(What is expected) Search the records for the word "below" and copy every line in which it occurs.

(Data for this exercise)

# # #

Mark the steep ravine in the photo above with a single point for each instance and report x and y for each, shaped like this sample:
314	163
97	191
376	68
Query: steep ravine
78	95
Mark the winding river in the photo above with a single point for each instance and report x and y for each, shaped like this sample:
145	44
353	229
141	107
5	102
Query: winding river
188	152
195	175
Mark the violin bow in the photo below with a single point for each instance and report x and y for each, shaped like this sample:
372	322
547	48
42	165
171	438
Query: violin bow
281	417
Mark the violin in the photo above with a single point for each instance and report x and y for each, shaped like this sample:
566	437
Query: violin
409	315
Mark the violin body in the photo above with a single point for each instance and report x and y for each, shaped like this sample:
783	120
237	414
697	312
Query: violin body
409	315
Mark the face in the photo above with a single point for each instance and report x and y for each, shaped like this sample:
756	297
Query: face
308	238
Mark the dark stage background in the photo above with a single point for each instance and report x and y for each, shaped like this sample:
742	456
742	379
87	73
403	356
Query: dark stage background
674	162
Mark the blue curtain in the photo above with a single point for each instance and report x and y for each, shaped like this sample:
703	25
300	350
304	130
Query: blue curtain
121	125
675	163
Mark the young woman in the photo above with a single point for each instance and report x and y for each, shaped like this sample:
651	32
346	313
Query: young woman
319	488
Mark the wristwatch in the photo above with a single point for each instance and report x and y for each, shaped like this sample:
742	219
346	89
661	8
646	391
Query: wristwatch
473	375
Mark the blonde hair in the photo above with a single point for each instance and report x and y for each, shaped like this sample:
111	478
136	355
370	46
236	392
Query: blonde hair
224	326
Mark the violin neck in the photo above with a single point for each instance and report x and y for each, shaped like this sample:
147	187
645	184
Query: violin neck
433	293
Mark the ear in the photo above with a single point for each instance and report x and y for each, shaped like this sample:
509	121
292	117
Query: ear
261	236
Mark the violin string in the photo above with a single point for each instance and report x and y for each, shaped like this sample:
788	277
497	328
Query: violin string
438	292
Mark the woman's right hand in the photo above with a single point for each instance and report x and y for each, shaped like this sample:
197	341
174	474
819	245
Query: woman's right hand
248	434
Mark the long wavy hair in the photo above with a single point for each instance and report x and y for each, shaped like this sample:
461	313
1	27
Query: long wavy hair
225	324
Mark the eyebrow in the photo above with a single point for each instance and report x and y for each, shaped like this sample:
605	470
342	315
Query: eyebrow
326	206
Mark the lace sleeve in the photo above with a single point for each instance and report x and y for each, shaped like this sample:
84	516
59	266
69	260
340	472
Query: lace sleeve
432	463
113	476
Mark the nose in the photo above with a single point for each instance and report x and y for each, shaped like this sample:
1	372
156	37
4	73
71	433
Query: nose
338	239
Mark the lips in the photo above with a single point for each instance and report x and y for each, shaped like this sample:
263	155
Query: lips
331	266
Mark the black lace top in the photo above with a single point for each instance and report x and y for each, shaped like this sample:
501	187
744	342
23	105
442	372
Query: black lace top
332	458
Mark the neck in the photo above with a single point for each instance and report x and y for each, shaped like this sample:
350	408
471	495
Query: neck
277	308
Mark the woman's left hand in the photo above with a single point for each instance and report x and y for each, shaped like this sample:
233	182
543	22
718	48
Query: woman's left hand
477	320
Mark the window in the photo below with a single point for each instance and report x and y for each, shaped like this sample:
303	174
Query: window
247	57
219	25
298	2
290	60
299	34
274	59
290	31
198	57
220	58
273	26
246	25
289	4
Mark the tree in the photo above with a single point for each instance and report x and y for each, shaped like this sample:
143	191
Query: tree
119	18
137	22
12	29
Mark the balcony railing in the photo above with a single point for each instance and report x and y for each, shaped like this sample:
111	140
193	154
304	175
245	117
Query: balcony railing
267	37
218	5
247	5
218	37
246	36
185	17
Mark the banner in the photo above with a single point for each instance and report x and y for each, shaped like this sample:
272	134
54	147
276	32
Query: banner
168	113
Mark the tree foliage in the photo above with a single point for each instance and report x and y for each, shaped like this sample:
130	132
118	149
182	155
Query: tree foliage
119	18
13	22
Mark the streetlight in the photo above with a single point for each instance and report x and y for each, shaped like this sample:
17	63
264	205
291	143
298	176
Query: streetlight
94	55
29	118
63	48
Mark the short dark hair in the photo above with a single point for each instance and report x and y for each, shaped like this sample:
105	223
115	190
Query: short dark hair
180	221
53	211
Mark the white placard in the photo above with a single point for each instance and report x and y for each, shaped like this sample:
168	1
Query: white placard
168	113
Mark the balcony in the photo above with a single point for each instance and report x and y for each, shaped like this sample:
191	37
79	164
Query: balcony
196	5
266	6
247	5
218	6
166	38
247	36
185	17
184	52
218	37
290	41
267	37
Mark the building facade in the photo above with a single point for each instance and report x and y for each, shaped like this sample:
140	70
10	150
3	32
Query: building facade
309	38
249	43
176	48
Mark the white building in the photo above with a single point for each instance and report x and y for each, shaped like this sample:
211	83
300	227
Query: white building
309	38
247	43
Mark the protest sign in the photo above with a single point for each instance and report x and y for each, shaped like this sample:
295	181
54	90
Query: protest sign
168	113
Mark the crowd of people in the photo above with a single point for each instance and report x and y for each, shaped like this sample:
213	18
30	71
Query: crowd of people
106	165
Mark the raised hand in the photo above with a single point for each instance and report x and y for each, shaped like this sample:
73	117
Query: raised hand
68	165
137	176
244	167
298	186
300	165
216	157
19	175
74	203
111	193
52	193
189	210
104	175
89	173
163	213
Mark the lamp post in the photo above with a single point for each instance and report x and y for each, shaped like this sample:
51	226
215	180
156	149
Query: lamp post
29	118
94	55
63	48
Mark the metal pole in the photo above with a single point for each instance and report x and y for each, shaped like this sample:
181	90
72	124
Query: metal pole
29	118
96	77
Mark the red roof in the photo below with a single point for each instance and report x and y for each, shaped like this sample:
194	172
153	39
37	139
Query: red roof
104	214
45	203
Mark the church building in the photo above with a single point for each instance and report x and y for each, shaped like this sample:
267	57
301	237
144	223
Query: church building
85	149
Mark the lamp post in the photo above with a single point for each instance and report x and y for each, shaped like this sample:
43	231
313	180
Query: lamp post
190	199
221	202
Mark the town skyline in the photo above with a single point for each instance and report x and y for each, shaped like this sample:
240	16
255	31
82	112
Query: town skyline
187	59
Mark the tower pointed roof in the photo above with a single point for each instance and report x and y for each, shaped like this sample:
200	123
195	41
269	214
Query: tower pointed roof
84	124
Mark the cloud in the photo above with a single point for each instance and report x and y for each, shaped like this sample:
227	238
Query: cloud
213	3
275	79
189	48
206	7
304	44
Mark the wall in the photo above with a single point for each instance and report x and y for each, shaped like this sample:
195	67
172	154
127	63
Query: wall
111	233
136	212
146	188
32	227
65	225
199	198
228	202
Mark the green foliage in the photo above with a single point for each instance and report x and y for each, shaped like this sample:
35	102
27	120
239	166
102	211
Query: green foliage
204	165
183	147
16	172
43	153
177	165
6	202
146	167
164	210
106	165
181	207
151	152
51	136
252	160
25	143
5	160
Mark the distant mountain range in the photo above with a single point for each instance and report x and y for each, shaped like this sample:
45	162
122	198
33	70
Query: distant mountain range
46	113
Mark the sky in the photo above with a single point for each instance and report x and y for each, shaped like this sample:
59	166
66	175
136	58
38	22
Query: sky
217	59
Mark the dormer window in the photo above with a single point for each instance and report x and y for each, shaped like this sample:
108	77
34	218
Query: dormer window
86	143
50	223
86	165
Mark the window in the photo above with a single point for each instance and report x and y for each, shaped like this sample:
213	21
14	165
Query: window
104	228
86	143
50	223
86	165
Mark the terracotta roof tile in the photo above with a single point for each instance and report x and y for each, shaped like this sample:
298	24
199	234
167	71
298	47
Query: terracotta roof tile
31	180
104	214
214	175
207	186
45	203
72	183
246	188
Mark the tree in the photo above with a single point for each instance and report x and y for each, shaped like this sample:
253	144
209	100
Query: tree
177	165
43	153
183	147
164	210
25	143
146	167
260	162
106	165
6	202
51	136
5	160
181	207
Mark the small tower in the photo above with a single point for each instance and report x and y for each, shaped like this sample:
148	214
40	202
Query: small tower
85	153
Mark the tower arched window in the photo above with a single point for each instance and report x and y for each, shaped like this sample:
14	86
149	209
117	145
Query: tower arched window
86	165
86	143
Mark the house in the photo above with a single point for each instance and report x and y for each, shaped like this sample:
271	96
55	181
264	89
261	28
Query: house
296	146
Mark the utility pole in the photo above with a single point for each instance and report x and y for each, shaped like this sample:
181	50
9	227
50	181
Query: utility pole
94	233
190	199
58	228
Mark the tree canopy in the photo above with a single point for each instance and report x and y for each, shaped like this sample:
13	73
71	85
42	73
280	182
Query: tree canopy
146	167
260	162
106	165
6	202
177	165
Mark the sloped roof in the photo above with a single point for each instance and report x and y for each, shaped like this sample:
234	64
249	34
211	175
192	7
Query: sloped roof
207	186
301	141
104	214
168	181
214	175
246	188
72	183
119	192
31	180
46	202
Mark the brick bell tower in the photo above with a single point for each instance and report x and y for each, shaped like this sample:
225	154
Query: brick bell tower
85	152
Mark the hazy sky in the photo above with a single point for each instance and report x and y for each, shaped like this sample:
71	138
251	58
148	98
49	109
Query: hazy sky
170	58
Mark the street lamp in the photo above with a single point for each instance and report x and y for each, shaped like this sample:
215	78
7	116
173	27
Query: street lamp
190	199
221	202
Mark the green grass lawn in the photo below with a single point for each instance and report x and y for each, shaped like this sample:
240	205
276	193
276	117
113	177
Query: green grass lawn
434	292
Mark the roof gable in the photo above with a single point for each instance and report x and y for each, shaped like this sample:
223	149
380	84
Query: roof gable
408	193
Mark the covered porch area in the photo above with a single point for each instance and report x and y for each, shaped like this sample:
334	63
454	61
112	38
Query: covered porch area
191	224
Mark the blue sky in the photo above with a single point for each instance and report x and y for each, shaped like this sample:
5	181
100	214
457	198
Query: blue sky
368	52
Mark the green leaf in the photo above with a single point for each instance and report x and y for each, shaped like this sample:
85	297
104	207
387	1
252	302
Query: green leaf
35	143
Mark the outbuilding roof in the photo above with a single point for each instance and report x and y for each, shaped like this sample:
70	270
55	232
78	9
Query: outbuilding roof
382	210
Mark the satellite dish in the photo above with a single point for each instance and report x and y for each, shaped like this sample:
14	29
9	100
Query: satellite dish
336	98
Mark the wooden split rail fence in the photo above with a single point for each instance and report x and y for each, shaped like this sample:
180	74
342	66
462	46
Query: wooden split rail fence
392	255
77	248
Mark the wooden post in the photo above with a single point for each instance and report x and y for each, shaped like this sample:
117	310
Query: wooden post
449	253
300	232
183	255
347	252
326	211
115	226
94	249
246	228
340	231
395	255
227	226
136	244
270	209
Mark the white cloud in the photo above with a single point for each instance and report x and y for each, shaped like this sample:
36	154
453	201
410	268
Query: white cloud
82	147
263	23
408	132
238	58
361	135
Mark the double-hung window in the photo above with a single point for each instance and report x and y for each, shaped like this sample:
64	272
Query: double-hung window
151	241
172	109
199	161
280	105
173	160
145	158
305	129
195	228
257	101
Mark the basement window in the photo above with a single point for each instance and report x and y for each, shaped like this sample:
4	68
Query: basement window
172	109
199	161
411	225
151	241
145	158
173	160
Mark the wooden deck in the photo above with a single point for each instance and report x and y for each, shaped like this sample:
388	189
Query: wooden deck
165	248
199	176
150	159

# # #

(Result of the exercise)
Mark the violin bow in the photo below with a single point for each instance and report x and y for each, shaped like this sample:
Mark the window in the photo below with a single point for each instance and report x and y for each, shaped like this sample:
Mark the red roof in the photo below with a single point for each instance and report x and y for each, shaped like this sample:
Mark the green grass lawn in the photo below with a single point for each instance and report x and y for each, shaped like this sample:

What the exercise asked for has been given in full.